** Opening DATA FOR THIS EXERCISE block **
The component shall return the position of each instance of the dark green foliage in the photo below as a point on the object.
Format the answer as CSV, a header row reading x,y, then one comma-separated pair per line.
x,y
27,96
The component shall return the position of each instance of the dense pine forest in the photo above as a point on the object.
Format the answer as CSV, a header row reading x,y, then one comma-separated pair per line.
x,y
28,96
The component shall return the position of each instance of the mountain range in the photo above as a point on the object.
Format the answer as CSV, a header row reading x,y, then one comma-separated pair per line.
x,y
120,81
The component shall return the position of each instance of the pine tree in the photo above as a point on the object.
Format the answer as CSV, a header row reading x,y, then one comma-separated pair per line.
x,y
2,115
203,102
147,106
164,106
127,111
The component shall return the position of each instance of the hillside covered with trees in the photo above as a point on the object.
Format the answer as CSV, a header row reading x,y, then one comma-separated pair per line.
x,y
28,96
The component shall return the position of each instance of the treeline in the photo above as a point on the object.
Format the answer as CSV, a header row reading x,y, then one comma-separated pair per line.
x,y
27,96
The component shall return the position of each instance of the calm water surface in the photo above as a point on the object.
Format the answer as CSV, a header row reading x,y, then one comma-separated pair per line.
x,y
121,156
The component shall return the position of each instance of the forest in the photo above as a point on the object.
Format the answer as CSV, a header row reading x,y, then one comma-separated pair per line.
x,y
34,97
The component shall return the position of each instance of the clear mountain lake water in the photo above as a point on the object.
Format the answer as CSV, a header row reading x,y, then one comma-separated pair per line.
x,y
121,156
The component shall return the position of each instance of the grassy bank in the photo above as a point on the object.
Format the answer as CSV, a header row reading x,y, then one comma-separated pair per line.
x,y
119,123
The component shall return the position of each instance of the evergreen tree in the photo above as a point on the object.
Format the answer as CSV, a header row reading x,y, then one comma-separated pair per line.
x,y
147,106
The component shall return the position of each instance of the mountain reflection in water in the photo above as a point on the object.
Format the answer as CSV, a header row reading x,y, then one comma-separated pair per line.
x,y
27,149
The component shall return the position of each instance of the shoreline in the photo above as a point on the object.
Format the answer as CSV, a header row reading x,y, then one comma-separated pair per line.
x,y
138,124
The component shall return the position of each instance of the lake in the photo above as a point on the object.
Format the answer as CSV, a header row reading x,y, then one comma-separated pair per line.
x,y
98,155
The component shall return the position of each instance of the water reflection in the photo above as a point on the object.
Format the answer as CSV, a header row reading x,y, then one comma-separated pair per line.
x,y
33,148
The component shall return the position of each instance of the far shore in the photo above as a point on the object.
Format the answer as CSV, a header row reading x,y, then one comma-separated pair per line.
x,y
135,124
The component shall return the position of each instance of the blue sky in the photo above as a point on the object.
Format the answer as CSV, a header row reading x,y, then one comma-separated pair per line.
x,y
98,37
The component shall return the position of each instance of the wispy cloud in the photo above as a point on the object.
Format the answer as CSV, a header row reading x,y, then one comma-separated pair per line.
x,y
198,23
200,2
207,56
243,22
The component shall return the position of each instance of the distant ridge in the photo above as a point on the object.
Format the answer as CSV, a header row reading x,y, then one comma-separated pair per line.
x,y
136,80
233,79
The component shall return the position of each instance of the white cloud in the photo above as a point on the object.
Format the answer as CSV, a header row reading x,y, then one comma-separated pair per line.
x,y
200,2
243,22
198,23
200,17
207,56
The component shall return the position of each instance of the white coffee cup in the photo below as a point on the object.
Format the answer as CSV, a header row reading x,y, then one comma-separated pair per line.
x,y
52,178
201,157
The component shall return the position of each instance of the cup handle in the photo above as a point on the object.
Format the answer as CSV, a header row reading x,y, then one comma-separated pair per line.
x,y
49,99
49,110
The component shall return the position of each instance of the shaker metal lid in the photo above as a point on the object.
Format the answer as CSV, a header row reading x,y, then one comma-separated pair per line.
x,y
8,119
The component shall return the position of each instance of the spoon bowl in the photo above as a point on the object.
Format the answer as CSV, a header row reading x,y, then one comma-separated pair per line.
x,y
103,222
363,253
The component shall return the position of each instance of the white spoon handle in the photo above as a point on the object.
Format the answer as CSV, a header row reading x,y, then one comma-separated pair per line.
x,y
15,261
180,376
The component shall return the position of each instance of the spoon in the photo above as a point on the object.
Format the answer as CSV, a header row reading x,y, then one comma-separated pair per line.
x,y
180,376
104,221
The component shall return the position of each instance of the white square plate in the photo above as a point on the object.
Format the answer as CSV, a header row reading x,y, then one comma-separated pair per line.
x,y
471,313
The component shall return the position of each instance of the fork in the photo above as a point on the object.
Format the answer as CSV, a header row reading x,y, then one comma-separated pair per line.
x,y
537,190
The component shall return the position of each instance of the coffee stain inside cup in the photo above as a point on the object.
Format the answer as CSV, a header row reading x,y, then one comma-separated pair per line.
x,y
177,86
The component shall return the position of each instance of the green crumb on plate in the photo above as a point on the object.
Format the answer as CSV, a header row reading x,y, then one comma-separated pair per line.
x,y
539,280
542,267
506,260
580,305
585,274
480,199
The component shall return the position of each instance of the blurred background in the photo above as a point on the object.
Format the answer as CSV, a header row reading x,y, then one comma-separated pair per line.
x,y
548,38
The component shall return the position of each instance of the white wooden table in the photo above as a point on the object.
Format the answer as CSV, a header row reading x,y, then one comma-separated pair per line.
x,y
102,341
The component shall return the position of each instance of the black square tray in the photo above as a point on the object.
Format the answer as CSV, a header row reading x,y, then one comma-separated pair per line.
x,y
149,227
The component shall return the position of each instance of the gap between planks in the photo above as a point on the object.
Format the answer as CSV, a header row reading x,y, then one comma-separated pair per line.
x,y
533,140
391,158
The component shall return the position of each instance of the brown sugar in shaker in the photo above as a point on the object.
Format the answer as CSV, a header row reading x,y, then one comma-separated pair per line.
** Closing DATA FOR THIS EXERCISE block **
### WHAT NEEDS TO BE DONE:
What you give back should be only the lines of the records above, starting at the line with "of the lake" and ending at the line with "the far shore", restated word for word.

### WRITTEN ANSWER:
The component shall return the position of each instance of the lake in the photo above as a point on the object.
Format the answer as CSV, a header row reading x,y, then one comma-separated pair per line.
x,y
98,155
The component shall return the position of each instance of the water reflection in the photo above as a point on the object.
Format the answer as CSV, a header row reading x,y, then one comma-separated pair per line.
x,y
33,148
The component shall return the position of each instance of the far shore in the photo above as a point on the object.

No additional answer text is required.